I have been learning about hashing for a while specifically about string hashing and I came across a string hashing algorithm known as djb2. Refer the link: Hash Functions.
The source-code of djb2 hashing algorithm is as follows:
static uint32_t djb2_hash_function(const char *data) {
uint32_t hash = 5381;
char read_char;
while(0 != (read_char = *data++)) {
hash = ((hash << 5) + hash) + read_char;
}
return hash;
}
There are a couple of questions I have:
- What is the significance of the number 5381 can I change it?
- Can you tell me scenarios, where there will most number collisions, will happen?
- Hash function returns a value of type
unsigned 32-bit
that means the maximum value can be 2^{32} - 1 = 4,294,967,295 which is high enough to create a hash-table, so how can I map it to a smaller value to create a hash-table?

◆ **Stated problem**: Carry on the forum post about the djb2 hash function, starting right after its last sentence.

◆ **Record set**:
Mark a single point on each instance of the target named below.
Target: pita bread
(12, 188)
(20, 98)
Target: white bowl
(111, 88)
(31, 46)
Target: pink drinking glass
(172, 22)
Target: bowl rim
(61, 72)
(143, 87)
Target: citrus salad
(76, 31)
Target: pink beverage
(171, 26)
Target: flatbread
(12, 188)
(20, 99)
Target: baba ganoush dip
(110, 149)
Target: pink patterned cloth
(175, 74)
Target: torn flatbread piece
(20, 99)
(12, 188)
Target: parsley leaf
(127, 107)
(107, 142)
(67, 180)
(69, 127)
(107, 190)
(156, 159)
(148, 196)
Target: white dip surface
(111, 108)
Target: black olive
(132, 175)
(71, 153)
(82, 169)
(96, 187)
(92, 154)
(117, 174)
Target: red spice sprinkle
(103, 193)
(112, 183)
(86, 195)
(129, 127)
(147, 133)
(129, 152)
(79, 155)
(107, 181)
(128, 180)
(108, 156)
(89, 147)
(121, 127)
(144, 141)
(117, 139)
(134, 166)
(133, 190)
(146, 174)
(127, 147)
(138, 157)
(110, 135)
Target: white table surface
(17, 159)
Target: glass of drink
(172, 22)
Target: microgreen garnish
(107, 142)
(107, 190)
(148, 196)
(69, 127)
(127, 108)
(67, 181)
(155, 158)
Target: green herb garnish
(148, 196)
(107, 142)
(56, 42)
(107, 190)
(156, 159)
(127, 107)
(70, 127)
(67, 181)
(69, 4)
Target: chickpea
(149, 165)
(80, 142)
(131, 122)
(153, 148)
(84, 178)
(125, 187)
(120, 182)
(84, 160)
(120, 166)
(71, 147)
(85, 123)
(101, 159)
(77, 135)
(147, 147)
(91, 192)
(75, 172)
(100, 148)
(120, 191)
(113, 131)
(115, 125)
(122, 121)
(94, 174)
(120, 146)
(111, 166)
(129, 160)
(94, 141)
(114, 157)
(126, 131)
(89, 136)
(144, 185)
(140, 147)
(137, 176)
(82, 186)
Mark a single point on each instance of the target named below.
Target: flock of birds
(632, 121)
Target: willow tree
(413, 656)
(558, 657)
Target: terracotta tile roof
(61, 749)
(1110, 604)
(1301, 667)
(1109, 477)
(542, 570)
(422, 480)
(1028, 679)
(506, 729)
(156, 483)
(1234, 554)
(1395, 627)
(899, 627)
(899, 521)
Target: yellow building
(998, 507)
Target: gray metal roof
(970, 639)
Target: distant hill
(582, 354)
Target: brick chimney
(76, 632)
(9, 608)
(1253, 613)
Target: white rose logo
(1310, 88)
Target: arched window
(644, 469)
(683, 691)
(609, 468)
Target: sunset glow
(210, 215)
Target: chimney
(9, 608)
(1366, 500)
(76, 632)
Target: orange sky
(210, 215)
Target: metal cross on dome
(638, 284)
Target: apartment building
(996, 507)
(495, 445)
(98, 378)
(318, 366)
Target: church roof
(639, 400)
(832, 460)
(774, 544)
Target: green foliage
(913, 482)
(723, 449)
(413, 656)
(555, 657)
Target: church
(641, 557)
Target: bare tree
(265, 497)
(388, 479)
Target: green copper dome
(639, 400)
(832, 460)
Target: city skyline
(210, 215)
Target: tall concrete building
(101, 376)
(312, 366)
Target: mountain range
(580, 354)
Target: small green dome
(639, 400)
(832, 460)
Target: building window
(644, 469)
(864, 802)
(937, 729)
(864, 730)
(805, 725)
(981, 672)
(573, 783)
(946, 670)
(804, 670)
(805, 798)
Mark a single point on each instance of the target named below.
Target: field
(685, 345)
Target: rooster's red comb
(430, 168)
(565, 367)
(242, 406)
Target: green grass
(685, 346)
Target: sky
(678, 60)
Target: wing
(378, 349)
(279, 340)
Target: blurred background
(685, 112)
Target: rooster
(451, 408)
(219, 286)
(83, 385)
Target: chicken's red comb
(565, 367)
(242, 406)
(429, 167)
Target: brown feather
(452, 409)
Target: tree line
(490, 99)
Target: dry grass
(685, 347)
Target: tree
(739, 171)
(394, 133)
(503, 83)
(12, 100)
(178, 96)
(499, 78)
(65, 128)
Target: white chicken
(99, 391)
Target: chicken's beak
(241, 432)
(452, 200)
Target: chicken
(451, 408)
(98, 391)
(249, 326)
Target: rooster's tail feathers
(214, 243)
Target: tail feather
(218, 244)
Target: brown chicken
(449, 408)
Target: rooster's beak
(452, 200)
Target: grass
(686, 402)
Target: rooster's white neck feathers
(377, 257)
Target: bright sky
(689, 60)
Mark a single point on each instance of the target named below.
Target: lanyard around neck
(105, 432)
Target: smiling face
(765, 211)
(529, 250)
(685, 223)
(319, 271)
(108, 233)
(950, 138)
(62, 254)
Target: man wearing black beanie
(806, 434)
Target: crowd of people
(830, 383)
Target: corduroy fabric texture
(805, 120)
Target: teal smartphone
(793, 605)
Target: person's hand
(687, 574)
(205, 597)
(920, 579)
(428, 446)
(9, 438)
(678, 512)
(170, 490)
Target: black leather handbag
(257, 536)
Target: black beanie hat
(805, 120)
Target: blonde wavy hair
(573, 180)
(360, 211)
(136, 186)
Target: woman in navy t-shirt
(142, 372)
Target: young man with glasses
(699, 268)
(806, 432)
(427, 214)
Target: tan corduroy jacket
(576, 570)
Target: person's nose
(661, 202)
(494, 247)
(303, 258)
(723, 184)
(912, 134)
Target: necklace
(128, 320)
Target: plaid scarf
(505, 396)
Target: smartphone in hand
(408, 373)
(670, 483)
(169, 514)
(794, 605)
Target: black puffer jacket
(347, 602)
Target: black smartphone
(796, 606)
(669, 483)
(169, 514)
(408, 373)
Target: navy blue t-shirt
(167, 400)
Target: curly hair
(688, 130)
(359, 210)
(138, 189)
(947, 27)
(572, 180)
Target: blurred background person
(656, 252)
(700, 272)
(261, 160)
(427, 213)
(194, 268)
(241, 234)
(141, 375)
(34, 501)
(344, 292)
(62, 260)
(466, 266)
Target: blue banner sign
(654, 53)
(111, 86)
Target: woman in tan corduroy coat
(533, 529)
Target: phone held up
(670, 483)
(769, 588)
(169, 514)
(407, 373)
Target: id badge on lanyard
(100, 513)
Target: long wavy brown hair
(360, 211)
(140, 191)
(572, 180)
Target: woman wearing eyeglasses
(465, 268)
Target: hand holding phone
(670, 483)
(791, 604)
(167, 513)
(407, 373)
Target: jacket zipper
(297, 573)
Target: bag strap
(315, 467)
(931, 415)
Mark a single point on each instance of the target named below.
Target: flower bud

◆ **Result of this exercise**:
E.g. Suppose I have a string that can be of maximum length 5, so there can be 26^5 = 11,881,376 that is around 12 million possibilities that too only in the case of a string which consists of lower-case alphabets [a-z]. If I wanted to create a hash-table to check whether a string has been repeated or not in a data-set, then if I use the above hashing function, it will give me32-bit unsigned
hash values and I cannot create an array size of length 2^{32} - 1 = 4,294,967,295, Is there any solution to this scenario?
Thanks for reading.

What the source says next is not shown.